* _Requirement_
Can you copy out the material below word for word, leaving the pictures out of your answer?

* _Provided records_
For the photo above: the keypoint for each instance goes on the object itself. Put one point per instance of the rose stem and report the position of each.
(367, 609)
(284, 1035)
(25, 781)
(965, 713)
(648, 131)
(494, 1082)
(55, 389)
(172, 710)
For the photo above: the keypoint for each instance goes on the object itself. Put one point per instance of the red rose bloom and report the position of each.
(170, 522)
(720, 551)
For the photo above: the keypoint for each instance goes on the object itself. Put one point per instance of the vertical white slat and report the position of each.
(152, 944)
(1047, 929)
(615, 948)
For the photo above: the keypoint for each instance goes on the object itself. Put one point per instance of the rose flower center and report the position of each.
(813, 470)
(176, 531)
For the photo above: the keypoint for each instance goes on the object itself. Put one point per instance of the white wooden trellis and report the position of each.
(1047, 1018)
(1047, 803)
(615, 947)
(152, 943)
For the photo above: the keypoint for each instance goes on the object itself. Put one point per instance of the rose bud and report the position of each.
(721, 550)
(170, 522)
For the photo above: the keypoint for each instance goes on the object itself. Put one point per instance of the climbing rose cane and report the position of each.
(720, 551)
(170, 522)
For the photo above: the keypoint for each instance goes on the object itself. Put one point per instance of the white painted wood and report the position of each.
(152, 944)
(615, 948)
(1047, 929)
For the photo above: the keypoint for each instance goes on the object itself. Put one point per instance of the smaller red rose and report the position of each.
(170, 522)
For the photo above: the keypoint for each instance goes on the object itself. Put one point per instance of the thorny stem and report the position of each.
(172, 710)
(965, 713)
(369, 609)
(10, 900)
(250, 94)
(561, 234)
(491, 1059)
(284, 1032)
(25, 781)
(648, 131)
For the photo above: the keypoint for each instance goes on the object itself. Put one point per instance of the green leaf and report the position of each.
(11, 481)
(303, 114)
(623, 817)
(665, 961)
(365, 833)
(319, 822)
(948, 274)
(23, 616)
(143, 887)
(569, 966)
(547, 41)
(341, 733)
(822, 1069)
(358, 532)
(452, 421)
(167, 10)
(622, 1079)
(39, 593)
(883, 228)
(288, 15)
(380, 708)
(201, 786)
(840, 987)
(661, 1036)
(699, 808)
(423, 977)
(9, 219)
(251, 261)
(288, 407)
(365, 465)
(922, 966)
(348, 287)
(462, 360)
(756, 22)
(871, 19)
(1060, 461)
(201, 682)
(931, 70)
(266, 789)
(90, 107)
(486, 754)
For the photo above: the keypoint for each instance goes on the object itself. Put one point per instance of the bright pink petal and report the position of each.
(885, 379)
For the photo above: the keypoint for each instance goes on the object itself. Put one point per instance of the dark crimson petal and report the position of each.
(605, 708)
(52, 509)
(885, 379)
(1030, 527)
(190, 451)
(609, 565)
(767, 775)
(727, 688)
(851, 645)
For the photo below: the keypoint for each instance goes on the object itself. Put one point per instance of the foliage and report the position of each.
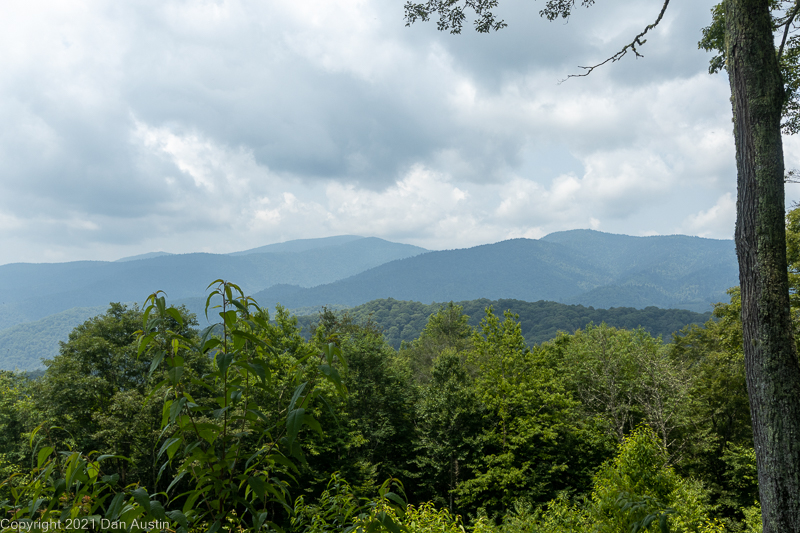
(782, 12)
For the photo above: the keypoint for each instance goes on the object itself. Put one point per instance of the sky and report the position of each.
(217, 126)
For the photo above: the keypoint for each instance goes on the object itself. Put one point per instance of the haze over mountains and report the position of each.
(574, 267)
(577, 267)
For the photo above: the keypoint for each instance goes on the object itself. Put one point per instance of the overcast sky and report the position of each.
(218, 126)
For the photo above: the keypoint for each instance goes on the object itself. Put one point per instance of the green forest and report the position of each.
(143, 422)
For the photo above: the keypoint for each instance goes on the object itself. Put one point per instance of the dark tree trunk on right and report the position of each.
(773, 373)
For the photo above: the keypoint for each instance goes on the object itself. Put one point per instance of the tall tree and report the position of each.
(758, 97)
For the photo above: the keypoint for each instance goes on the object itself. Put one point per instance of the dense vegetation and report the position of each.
(602, 428)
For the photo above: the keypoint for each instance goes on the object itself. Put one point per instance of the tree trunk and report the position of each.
(771, 365)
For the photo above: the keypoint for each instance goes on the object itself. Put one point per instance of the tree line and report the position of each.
(142, 418)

* _Output below_
For the photo above: the keypoint for each instance goes on the object itself. Put one point per instance of the rose stem and report the position of each.
(367, 609)
(284, 1035)
(25, 781)
(965, 713)
(648, 131)
(494, 1082)
(55, 389)
(172, 710)
For the photo above: the keypoint for each instance goes on the object itself. Put one point per instance of the red rose bloom and report the position of each.
(170, 522)
(720, 551)
For the photo above: the keypoint for each instance goes on the object itself. Put one point per instance of the vertical white slat and report the position of each.
(152, 944)
(1047, 929)
(615, 948)
For the photo above: the keypoint for each instance goes on the object itself. Put one point per instance of the rose flower center and report the position of each.
(813, 470)
(176, 531)
For the photo above: the keypoint for each instance goes on the object itself. Put one point per instance of the white wooden trellis and report the position of each.
(1047, 1018)
(1047, 803)
(615, 947)
(152, 943)
For the photo above: the keypoint for each instance goes on the object itself. Put one point per instance of the rose bud and report the position of each.
(721, 550)
(170, 522)
For the photo above: the keypoint for each instance goes on the object itself. Put one point per instance of the climbing rose cane and report the position of each.
(720, 551)
(170, 522)
For the photo above: the keypoint for each instance goes on the object itself. Put one point per instance of the white painted wood and report the position of each.
(152, 944)
(615, 948)
(1047, 929)
For the photo above: the keypoint for each instance goes on the object itself. Put one point per instance of the smaller red rose and report the position of each.
(170, 522)
For the photo above: the keypoint for each instance goes on the object itself. Put one point per instance of the thorny stem and report the position of each.
(172, 710)
(965, 713)
(369, 609)
(10, 900)
(250, 94)
(561, 234)
(491, 1059)
(284, 1032)
(25, 781)
(648, 131)
For the photo above: the keypoint for each instance goes on the object itself. Put one point per instance of the green leaf and report the position of each.
(11, 481)
(303, 114)
(623, 817)
(665, 961)
(365, 833)
(319, 822)
(948, 274)
(23, 616)
(143, 887)
(569, 966)
(547, 41)
(341, 733)
(822, 1069)
(358, 532)
(452, 421)
(167, 10)
(622, 1079)
(39, 593)
(883, 228)
(288, 15)
(380, 708)
(201, 786)
(840, 987)
(661, 1036)
(699, 808)
(423, 977)
(9, 219)
(251, 261)
(288, 407)
(365, 465)
(922, 966)
(348, 287)
(462, 360)
(756, 22)
(871, 19)
(1060, 461)
(201, 682)
(931, 70)
(266, 789)
(90, 107)
(486, 754)
For the photo above: the keypoint for each instance goes on the object itself. Put one point per instance of the bright pink petal and report the position of each.
(885, 379)
For the photo above: the keypoint for each instance goes on the object itself. Put one point per instance of the dark crimson petal and report the position of each.
(605, 708)
(52, 509)
(885, 379)
(1030, 527)
(190, 451)
(609, 565)
(767, 775)
(727, 688)
(851, 645)
For the photo below: the keypoint for each instance goes on the object itself. Put one point per instance of the foliage and report the position of each.
(782, 12)
For the photo above: the keypoint for each instance goes on the object itself. Put one point per instance of the sky and report the position of each.
(217, 126)
For the photo above: the keypoint for each instance goes on the object itself. Put one point per instance of the haze over mountains and report the position of each.
(574, 267)
(577, 267)
For the photo above: the keypoint for each instance goes on the object itself. Put one point per instance of the overcast sky and report the position of each.
(218, 126)
For the photo above: the keypoint for each instance goes on the object itself. Put one point per instance of the green forest and report the position of each.
(143, 422)
For the photo above: the keypoint for each instance goes on the object itself. Put one point per instance of the dark tree trunk on right and report the position of each.
(773, 373)
For the photo above: the keypoint for each instance goes on the object itself. Put one point per instance of the tall tree and report the position of each.
(758, 97)
For the photo above: the keypoint for each instance goes on the object itself. Put one point per instance of the dense vegetation and report the position of each.
(602, 428)
For the photo above: the keypoint for each instance goes on the object itself. Put one point per instance of the tree trunk and report the position of each.
(771, 365)
For the photo above: the keypoint for each instance goes on the object itself. Put one point per instance of the tree line and report the position of each.
(142, 418)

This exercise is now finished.